- [ESERCIZIO SCRITTO A]
Nel testo sul nord del Kosovo, che cosa ha sempre condannato fermamente l'Italia, in coordinamento con l'Unione Europea?

- [FONTE]
• • •

R: Il problema del nord del Kosovo va affrontato con l’impegno delle autorità di Belgrado e la forza da parte di Pristina. A ciò aggiungo che la prospettiva europea è l'unico modo per evitare il risveglio di vecchi toni suscettibili di innalzare la tensione, con il concreto rischio di ripercussioni negative sul percorso di avvicinamento all’Europa. L’Italia, in coordinamento con l’unione Europea, ha sempre condannato fermamente ogni forma di violenza tesa a risolvere unilateralmente qualsiasi problema in Kosovo settentrionale; convinta che il grande contributo dell’Europa possa invece portare ad una neutrale e pacifica stabilizzazione dell’area. Il dialogo resta, quindi, il valore aggiunto nel contesto più ampio delle prospettive europee dei due Paesi. Occorre, in più, che le Autorità di Pristina assicurino ogni sforzo affinché le condizioni di vita della componente serba – in particolare nel nord – possano svilupparsi nel pieno rispetto dei propri diritti e nel contesto di uno sviluppo socio-economico che sia quanto più armonico su tutto il territorio.

D: Lei sarà consulente volontario di Vuk Jeremic, il neo-presidente dell’Assemblea generale dell’ONU, facendo parte del suo team?

• • •

- [RIGHE DEL DATASET]
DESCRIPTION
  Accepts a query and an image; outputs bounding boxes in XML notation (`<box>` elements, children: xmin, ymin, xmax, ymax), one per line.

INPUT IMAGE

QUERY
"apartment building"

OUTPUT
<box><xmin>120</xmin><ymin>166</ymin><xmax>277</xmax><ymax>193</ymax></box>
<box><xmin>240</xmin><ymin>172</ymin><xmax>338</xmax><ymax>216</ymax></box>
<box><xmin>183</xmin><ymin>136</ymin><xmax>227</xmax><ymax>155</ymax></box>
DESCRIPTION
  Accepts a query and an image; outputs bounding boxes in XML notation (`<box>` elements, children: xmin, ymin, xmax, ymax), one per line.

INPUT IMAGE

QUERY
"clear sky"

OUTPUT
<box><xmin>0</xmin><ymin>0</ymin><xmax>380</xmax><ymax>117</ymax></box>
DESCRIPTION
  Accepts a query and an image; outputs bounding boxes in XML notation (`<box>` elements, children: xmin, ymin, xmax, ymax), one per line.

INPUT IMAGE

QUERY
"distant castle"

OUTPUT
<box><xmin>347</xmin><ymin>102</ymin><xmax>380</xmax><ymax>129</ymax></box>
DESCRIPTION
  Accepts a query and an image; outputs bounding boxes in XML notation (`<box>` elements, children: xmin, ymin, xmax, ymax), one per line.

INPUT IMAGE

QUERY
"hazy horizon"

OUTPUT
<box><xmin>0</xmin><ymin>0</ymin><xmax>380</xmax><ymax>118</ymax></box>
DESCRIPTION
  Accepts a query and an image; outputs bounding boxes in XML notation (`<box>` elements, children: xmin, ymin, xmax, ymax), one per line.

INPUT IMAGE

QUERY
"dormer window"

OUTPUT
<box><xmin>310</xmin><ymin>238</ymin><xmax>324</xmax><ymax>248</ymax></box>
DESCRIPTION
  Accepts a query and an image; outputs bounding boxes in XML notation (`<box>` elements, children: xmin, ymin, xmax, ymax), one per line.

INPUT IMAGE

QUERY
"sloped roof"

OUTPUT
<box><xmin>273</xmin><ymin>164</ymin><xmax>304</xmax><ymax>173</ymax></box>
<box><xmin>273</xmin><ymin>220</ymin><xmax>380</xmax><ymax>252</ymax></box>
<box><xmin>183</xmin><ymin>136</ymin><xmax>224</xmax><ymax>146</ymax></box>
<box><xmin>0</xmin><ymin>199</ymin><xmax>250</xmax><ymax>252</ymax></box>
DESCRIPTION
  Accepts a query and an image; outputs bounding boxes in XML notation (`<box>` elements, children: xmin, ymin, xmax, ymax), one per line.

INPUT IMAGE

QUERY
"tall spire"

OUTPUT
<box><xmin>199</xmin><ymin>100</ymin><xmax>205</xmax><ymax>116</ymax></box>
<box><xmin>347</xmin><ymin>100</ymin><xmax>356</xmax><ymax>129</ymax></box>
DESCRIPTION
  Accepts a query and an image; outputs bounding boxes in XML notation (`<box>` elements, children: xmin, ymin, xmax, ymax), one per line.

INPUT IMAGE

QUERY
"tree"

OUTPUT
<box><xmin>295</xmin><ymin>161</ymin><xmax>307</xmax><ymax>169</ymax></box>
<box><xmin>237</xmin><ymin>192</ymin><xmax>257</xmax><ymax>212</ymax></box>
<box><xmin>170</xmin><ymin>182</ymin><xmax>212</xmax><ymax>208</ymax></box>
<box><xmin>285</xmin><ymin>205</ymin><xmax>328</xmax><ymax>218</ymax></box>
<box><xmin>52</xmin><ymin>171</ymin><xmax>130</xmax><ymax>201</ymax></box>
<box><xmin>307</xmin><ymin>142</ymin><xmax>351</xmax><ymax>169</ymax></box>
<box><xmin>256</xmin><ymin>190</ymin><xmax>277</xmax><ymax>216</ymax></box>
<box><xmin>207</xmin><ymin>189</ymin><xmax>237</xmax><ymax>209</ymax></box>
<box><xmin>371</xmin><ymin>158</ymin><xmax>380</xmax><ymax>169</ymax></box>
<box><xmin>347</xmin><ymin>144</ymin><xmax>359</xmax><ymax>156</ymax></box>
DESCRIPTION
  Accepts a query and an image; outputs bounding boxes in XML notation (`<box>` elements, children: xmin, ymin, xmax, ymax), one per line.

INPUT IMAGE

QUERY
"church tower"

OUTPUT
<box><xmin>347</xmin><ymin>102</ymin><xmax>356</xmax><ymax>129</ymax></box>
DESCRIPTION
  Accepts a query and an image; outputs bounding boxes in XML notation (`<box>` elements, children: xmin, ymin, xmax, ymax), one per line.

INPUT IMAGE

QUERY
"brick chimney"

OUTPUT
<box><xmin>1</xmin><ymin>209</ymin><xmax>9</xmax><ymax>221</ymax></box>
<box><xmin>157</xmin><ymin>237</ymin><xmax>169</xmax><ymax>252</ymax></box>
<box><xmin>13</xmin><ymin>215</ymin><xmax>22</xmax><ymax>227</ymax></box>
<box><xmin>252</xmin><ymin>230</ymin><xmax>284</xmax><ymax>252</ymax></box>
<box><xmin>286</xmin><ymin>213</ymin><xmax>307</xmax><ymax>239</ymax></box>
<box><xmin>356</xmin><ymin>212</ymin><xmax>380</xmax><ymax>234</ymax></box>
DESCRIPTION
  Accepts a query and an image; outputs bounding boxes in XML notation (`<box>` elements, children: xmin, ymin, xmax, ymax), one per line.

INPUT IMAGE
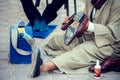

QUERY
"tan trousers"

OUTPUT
<box><xmin>45</xmin><ymin>33</ymin><xmax>113</xmax><ymax>74</ymax></box>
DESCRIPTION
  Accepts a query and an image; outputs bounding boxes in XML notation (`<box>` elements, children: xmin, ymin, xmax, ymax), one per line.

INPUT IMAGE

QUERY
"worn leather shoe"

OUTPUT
<box><xmin>64</xmin><ymin>12</ymin><xmax>89</xmax><ymax>45</ymax></box>
<box><xmin>89</xmin><ymin>57</ymin><xmax>120</xmax><ymax>73</ymax></box>
<box><xmin>31</xmin><ymin>48</ymin><xmax>43</xmax><ymax>78</ymax></box>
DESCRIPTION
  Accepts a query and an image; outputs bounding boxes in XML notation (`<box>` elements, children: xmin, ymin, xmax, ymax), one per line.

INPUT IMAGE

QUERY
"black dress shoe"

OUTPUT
<box><xmin>31</xmin><ymin>49</ymin><xmax>43</xmax><ymax>78</ymax></box>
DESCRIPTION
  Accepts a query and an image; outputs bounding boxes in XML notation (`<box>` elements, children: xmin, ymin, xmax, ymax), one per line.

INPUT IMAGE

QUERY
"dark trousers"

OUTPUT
<box><xmin>20</xmin><ymin>0</ymin><xmax>67</xmax><ymax>25</ymax></box>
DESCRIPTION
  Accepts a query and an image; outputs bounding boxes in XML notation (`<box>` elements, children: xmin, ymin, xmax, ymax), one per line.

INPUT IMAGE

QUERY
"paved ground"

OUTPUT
<box><xmin>0</xmin><ymin>0</ymin><xmax>120</xmax><ymax>80</ymax></box>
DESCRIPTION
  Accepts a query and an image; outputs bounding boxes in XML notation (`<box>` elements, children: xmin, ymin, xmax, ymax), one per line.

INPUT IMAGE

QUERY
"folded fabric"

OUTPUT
<box><xmin>10</xmin><ymin>26</ymin><xmax>33</xmax><ymax>64</ymax></box>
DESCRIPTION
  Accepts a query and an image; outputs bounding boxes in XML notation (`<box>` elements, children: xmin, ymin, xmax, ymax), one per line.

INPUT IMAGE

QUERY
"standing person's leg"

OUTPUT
<box><xmin>42</xmin><ymin>0</ymin><xmax>67</xmax><ymax>23</ymax></box>
<box><xmin>20</xmin><ymin>0</ymin><xmax>41</xmax><ymax>26</ymax></box>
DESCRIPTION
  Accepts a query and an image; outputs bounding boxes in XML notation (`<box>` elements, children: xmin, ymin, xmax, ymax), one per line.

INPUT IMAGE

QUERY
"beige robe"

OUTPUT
<box><xmin>45</xmin><ymin>0</ymin><xmax>120</xmax><ymax>74</ymax></box>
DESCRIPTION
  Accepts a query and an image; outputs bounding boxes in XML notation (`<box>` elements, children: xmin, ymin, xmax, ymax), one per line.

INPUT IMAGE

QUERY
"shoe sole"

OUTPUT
<box><xmin>30</xmin><ymin>48</ymin><xmax>40</xmax><ymax>78</ymax></box>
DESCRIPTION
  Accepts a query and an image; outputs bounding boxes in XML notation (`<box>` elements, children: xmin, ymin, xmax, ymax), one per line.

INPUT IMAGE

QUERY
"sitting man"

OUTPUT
<box><xmin>20</xmin><ymin>0</ymin><xmax>67</xmax><ymax>32</ymax></box>
<box><xmin>32</xmin><ymin>0</ymin><xmax>120</xmax><ymax>77</ymax></box>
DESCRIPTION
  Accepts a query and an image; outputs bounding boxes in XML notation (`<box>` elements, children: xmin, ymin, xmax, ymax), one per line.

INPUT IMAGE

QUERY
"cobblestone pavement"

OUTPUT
<box><xmin>0</xmin><ymin>0</ymin><xmax>120</xmax><ymax>80</ymax></box>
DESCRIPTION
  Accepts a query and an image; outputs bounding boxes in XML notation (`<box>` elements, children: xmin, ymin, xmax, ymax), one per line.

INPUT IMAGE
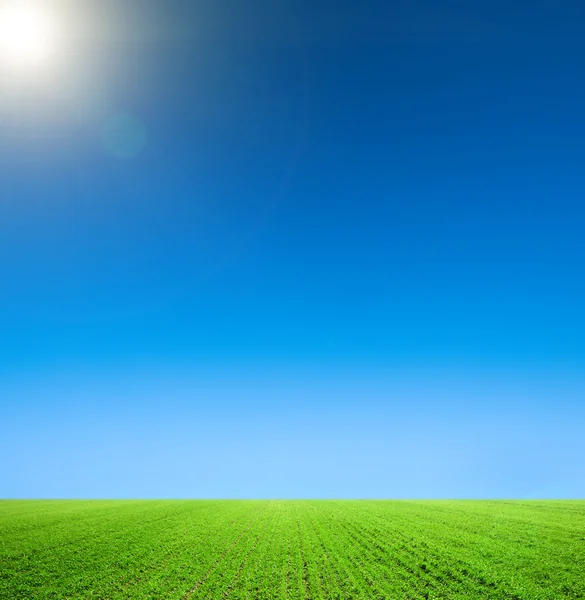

• • •

- [ESERCIZIO SCRITTO B]
Individua nei record ogni riga che contiene la stringa "shoe" e riportala.

- [SOLUZIONE ESERCIZIO A]
Ogni forma di violenza tesa a risolvere unilateralmente qualsiasi problema in Kosovo settentrionale.

- [SOLUZIONE ESERCIZIO B]
"worn leather shoe"
"black dress shoe"
"shoe sole"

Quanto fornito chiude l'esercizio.